## Begin PASSAGE GIVEN

ChuanqiXu9 · 2025-03-26T09:32:18Z

While I may not able to look into them in detail recently, it may be helpful to split this into seperate patches to review and to land.

hahnjo · 2025-03-26T09:51:12Z

While I may not able to look into them in detail recently, it may be helpful to split this into seperate patches to review and to land.

I initially considered this, but @vgvassilev said in root-project/root#17722 (comment) he prefers a single PR, also for external testing.

vgvassilev · 2025-03-26T09:57:54Z

@ilya-biryukov, would you mind giving this PR a test on your infrastructure and if it works maybe share some performance results?

hahnjo · 2025-03-26T10:07:42Z

Performance measurements with LLVM

I tested these patches for building LLVM itself with modules (LLVM_ENABLE_MODULES=ON). To work around #130795, I apply #131354 before building Clang. In terms of overall performance for the entire build, I'm not able to measure a difference in memory consumption because that is dominated by the linker. The run time performance is very noisy, so it's hard to make accurate statements but it looks unaffected as well.

I did some measurements for individual files, chosen by searching for large object files and excluding generated files. For each version, I first build LLVM completely to populate the module.cache and then delete and rebuild only one object file. Run time performance is not hugely affected, it seems to get slightly faster with this PR.

Maximum resident set size (kbytes) from /usr/bin/time -v:

object file	before*	`main`	this PR
`lib/Analysis/CMakeFiles/LLVMAnalysis.dir/ScalarEvolution.cpp.o`	543100	515184	445784
`lib/Passes/CMakeFiles/LLVMPasses.dir/PassBuilder.cpp.o`	923036	884160	805960
`lib/Transforms/IPO/CMakeFiles/LLVMipo.dir/AttributorAttributes.cpp.o`	639184	600076	522512
`lib/Transforms/Vectorize/CMakeFiles/LLVMVectorize.dir/SLPVectorizer.cpp.o`	876580	857404	776572

before*: reverting fb2c9d9, c5e4afe, 30ea0f0, 20e9049 on current main

Backport upstream PR llvm/llvm-project#133057

ilya-biryukov · 2025-03-26T16:25:51Z

@ilya-biryukov, would you mind giving this PR a test on your infrastructure and if it works maybe share some performance results?

Sure, let me try kicking it off. Note that our infrastructure is much better at detecting the compilations timing out than providing proper benchmarking at scale (there are a few targeted benchmarks too, though).
That means we're good and detecting big regressions, but won't be able to provide very reliable performance measurements.

I'll try to give you what we have, though.

ChuanqiXu9 · 2025-03-27T02:00:46Z

While I may not able to look into them in detail recently, it may be helpful to split this into seperate patches to review and to land.

I initially considered this, but @vgvassilev said in root-project/root#17722 (comment) he prefers a single PR, also for external testing.

Maybe you can test it with this and land it with different patches. So that we can revert one of them if either of them are problematic but other parts are fine.

ChuanqiXu9 · 2025-03-27T02:03:19Z

Complete only needed partial specializations: It is unclear (to me) why this needs to be done "for safety", but this change significantly improves the effectiveness of lazy loading.

This comes from the logic: if we have a partial template specialization A<int, T, U> and we need a full specialization for A<int, double, double>, we hope the partial specialization to be loaded

Backport upstream PR llvm/llvm-project#133057

hahnjo · 2025-03-28T09:34:27Z

Maybe you can test it with this and land it with different patches. So that we can revert one of them if either of them are problematic but other parts are fine.

## End PASSAGE GIVEN
## Begin RECORDS PROVIDED

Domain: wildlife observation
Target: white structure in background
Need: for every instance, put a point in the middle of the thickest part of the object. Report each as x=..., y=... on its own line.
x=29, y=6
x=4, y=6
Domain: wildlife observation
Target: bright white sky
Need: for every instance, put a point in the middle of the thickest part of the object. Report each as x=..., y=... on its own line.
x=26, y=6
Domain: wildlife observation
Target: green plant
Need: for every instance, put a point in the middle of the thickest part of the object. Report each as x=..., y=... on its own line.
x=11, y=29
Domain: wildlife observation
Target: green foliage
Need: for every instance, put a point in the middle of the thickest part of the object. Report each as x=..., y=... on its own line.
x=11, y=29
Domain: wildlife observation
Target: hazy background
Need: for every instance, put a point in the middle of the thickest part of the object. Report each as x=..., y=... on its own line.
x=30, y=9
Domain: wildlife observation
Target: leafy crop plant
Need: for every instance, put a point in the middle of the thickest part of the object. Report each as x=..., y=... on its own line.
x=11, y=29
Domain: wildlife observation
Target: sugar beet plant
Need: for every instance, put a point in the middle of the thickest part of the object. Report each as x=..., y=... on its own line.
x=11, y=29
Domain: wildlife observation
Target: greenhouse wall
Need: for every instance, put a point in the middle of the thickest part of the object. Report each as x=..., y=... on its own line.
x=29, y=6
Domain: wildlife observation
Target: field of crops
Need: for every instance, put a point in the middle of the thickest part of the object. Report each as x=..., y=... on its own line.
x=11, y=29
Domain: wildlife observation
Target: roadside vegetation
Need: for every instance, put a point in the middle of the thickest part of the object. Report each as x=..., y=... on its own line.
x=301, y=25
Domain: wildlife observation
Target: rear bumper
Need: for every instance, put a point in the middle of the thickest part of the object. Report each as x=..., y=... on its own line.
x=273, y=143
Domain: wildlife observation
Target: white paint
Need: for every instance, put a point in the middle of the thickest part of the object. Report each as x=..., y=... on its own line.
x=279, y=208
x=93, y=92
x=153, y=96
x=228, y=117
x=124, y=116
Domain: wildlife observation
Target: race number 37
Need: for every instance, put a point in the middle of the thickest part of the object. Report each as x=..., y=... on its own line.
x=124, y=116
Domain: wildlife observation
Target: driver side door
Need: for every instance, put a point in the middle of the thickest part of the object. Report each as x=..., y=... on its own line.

## End RECORDS PROVIDED

SET PROBLEM 1: Copy out every line of the listing that contains the string "white", matching case exactly.
SET PROBLEM 2: Write what comes next in the comment thread about the Clang lazy-loading patches, starting after its last line.
The discussion text and the listing have nothing to do with each other.

EXERCISE RESULT 1:
Target: white structure in background
Target: bright white sky
Target: white paint

EXERCISE RESULT 2:
I'm ok with pushing the commits one-by-one after the PR is reviewed, just let me know.

Complete only needed partial specializations: It is unclear (to me) why this needs to be done "for safety", but this change significantly improves the effectiveness of lazy loading.

This comes from the logic: if we have a partial template specialization A<int, T, U> and we need a full specialization for A<int, double, double>, we hope the partial specialization to be loaded

Sure, but in my understanding, that's not needed on the ASTReader side but is taken care of by Sema (?). For the following example:

//--- partial.cppm
export module partial;

export template <typename S, typename T, typename U>
struct Partial {
  static constexpr int Value() { return 0; }
};

export template <typename T, typename U>
struct Partial<int, T, U> {
  static constexpr int Value() { return 1; }
};

//--- partial.cpp
import partial;

static_assert(Partial<int, double, double>::Value() == 1);

(I assume that's what you have in mind?) I see two calls to ASTReader::CompleteRedeclChain (with this PR applied): The first asks for the full instantiation Partial<int, double, double> and regardless of what we load, the answer to the query is that it's not defined yet. The second asks for the partial specialization Partial<int, T, U> and then instantiation proceeds to do the right thing.

vgvassilev · 2025-03-28T09:38:15Z

While I may not able to look into them in detail recently, it may be helpful to split this into seperate patches to review and to land.

I initially considered this, but @vgvassilev said in root-project/root#17722 (comment) he prefers a single PR, also for external testing.

Maybe you can test it with this and land it with different patches. So that we can revert one of them if either of them are problematic but other parts are fine.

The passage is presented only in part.